*** Opening Excerpted records ***

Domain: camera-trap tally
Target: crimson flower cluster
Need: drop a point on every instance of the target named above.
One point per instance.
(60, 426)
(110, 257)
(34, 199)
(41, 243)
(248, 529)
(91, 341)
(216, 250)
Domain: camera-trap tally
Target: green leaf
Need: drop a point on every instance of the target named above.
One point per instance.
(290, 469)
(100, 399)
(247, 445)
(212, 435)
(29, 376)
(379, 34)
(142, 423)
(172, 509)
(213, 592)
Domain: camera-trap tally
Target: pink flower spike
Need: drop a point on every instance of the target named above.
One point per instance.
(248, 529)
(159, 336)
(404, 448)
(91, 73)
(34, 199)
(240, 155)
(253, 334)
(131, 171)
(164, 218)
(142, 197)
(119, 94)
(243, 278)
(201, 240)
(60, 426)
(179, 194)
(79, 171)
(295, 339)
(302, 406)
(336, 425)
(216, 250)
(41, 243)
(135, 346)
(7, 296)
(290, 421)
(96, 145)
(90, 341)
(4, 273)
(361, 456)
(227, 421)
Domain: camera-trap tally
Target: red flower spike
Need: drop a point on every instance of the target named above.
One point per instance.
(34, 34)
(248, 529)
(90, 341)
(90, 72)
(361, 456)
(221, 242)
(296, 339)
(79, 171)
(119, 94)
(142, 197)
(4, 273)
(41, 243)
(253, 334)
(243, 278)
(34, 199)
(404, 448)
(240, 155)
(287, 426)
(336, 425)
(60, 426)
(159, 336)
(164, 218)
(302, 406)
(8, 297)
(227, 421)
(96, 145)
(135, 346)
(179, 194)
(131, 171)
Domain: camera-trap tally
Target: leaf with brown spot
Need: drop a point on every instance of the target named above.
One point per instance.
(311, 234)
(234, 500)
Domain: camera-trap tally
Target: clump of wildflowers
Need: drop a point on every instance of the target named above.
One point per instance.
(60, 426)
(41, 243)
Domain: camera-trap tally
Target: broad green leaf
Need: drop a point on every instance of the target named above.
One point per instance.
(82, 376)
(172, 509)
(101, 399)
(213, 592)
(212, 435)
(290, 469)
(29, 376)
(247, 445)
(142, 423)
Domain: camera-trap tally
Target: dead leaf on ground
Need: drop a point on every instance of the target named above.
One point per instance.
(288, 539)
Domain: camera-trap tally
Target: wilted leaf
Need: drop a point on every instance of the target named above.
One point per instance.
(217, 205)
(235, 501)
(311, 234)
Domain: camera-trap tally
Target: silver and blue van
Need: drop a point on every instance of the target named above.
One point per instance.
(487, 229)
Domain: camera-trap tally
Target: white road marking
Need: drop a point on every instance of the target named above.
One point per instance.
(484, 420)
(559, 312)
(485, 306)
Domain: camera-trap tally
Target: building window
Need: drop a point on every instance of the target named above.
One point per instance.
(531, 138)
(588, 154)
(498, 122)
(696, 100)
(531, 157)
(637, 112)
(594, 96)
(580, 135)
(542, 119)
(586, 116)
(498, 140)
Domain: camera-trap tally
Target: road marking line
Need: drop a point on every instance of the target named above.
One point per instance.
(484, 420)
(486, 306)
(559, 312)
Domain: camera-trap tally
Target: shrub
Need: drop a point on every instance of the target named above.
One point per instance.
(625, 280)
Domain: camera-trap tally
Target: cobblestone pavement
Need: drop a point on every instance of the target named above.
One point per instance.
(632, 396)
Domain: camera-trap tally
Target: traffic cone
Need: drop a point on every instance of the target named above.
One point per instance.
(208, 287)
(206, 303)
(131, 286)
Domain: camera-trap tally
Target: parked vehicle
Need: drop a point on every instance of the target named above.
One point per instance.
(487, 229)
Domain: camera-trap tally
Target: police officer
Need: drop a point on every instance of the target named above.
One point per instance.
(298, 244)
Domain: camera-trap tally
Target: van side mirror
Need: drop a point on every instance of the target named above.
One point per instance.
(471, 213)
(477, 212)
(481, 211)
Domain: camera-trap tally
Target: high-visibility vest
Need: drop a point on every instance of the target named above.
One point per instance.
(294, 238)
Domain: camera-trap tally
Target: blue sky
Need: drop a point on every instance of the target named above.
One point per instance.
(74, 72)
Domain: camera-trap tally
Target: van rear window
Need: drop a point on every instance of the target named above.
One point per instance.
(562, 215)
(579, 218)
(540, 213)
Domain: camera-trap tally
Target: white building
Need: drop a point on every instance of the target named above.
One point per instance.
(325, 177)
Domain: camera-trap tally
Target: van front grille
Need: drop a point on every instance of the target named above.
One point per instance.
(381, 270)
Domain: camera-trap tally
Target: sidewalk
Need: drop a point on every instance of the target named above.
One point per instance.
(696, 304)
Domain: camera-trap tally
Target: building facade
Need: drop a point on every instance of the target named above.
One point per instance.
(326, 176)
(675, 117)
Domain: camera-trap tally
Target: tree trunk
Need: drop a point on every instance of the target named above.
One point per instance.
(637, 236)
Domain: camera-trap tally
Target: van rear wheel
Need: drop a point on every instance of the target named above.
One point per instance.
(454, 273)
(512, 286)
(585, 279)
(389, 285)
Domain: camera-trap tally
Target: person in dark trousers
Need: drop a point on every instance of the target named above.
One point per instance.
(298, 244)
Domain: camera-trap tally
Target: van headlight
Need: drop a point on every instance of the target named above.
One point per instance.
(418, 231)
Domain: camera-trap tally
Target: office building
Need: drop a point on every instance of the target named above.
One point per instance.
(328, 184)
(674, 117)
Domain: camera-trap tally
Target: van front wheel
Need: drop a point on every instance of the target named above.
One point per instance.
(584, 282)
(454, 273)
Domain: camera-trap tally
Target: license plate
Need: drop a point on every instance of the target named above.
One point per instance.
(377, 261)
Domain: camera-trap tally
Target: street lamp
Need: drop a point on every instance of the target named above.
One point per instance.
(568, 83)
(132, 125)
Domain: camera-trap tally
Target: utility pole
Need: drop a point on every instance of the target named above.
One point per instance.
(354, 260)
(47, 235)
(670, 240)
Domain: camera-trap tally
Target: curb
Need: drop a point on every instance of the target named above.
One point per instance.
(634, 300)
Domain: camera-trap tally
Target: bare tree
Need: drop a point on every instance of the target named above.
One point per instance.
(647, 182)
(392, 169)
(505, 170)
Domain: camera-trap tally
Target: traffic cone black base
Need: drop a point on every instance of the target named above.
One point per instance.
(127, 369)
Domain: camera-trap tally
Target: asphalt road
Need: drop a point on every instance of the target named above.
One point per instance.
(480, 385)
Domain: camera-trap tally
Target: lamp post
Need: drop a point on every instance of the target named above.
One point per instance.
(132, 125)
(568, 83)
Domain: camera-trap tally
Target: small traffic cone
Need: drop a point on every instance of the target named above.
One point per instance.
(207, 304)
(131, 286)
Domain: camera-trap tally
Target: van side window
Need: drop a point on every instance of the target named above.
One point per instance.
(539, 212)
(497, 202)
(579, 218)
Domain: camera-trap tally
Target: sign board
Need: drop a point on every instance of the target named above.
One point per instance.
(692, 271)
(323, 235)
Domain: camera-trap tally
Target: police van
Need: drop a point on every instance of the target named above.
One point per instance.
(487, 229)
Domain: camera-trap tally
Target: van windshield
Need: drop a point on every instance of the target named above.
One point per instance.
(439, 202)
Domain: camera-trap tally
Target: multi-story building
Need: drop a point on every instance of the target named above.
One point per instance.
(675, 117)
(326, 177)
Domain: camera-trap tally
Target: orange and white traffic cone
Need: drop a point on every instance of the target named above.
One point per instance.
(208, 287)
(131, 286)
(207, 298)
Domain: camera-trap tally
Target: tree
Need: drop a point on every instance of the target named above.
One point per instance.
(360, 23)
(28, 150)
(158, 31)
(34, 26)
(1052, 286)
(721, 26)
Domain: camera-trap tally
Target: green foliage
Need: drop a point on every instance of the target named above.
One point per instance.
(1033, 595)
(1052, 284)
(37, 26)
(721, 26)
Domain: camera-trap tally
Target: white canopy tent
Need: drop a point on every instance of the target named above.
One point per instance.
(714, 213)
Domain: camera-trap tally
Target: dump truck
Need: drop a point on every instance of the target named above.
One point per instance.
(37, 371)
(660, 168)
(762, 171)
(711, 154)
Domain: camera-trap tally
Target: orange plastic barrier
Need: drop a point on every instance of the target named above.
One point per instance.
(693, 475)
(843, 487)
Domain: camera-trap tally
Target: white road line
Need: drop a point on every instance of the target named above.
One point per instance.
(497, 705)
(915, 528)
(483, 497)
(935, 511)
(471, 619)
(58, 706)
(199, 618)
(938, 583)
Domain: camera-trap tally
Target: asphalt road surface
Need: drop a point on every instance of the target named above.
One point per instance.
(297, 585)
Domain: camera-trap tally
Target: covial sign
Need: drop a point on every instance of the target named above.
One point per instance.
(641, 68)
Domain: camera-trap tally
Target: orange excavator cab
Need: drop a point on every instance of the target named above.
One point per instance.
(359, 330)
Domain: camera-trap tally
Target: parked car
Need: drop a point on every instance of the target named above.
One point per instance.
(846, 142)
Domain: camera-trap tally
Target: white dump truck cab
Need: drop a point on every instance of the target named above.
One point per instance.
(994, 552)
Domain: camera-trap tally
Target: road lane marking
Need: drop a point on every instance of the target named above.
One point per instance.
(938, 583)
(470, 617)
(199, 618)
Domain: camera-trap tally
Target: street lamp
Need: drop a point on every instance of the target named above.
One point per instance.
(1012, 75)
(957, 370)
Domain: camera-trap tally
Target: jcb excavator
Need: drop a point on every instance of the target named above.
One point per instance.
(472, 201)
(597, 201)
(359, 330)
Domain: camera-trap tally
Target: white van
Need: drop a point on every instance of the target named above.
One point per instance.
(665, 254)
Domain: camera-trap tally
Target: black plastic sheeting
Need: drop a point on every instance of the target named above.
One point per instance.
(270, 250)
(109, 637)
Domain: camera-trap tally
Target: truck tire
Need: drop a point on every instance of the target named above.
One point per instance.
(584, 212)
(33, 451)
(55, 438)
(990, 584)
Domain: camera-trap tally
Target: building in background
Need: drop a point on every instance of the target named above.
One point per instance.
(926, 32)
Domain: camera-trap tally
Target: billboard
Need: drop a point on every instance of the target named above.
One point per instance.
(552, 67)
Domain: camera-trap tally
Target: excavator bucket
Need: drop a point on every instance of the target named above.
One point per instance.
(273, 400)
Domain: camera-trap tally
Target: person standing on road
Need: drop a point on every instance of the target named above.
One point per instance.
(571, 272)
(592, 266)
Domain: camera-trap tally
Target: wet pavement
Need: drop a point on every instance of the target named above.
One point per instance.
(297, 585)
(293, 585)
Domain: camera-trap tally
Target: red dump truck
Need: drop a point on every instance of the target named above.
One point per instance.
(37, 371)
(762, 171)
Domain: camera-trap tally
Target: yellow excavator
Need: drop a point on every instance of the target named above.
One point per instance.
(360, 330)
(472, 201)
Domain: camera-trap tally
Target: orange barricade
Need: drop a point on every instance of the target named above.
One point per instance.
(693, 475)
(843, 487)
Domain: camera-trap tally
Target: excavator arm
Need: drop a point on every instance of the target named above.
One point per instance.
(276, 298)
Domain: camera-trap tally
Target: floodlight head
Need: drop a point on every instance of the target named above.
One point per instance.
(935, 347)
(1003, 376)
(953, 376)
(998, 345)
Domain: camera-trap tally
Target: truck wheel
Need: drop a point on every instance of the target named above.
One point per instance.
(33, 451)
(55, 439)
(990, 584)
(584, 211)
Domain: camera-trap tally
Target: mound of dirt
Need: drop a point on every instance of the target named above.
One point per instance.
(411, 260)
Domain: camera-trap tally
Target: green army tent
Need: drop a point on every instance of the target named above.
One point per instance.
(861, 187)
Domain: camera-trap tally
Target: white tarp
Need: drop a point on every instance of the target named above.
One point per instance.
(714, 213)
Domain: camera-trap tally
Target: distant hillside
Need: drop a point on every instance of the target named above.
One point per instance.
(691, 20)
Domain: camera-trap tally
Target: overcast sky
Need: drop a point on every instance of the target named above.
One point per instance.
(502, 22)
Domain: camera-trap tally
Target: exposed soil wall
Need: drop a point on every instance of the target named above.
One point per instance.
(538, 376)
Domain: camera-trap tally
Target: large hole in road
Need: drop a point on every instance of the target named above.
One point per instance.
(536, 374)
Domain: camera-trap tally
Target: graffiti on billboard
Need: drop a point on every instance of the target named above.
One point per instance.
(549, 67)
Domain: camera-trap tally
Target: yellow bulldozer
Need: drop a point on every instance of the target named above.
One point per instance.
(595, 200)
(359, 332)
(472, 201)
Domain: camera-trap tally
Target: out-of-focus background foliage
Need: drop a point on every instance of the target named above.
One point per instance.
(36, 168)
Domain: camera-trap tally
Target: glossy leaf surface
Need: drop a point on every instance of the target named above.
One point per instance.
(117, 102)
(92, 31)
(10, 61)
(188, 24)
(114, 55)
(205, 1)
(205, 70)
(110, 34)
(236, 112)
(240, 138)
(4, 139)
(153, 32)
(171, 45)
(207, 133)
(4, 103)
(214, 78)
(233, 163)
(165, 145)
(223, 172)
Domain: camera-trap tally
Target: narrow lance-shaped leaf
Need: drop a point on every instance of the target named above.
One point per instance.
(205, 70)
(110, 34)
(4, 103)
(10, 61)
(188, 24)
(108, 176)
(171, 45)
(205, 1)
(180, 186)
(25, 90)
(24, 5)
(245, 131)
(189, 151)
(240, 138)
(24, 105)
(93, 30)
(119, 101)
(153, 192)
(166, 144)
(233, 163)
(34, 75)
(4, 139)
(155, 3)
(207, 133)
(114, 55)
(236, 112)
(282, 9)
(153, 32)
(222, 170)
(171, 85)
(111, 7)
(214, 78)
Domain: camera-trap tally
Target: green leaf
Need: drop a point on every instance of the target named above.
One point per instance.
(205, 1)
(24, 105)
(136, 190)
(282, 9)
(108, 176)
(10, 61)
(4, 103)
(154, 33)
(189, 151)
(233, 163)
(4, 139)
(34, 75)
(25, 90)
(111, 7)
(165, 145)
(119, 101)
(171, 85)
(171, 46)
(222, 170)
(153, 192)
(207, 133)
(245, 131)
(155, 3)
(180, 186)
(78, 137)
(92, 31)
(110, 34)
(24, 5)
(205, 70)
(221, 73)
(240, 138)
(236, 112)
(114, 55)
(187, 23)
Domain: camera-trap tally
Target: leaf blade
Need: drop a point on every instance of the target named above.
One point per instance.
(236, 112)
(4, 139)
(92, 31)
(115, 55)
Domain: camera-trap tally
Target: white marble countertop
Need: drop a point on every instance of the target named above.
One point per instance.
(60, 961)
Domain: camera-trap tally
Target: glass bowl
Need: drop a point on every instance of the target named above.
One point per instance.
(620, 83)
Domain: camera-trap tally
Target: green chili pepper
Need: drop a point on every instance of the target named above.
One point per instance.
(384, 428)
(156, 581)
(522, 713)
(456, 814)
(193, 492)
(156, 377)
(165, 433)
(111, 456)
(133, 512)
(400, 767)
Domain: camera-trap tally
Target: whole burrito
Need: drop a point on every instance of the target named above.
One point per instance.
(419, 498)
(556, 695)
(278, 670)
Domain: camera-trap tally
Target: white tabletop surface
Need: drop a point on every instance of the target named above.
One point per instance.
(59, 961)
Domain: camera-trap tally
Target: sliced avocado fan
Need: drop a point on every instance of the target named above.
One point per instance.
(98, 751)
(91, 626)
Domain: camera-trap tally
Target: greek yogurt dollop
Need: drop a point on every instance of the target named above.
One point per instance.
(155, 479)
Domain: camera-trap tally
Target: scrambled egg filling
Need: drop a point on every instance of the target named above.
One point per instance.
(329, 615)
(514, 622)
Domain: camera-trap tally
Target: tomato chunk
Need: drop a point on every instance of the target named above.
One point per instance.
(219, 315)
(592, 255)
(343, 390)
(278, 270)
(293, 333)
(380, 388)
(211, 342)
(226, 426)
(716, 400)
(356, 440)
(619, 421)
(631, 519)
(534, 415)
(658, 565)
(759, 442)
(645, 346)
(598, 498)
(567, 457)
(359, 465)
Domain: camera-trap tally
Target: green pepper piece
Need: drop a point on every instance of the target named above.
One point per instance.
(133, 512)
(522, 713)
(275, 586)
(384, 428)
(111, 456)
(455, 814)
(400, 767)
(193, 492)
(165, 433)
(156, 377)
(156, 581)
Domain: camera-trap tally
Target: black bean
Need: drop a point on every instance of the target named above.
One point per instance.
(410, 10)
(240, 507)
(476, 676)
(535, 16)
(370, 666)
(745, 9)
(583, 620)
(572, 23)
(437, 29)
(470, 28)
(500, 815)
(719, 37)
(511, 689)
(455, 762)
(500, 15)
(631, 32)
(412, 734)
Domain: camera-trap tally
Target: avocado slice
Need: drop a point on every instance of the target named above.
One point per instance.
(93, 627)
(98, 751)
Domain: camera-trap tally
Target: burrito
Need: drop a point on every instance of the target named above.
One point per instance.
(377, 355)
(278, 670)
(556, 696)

*** Closing Excerpted records ***

## Directions for this task:
Write out the listing's lines exactly, from its first line through the line that contains "Target: red flower spike", and stop there.

## Written solution:
Domain: camera-trap tally
Target: crimson flower cluster
Need: drop a point on every instance of the target named above.
One point per instance.
(60, 426)
(110, 257)
(34, 199)
(41, 243)
(248, 529)
(91, 341)
(216, 250)
Domain: camera-trap tally
Target: green leaf
Need: drop a point on every instance of the target named above.
One point per instance.
(290, 469)
(100, 399)
(247, 445)
(212, 435)
(29, 376)
(379, 34)
(142, 423)
(172, 509)
(213, 592)
Domain: camera-trap tally
Target: pink flower spike
Need: drop a point on every instance of the target named above.
One point per instance.
(248, 529)
(159, 336)
(404, 448)
(91, 73)
(34, 199)
(240, 155)
(253, 334)
(131, 171)
(164, 218)
(142, 197)
(119, 94)
(243, 278)
(201, 240)
(60, 426)
(179, 194)
(79, 171)
(295, 339)
(302, 406)
(336, 425)
(216, 250)
(41, 243)
(135, 346)
(7, 296)
(290, 421)
(96, 145)
(90, 341)
(4, 273)
(361, 456)
(227, 421)
Domain: camera-trap tally
Target: red flower spike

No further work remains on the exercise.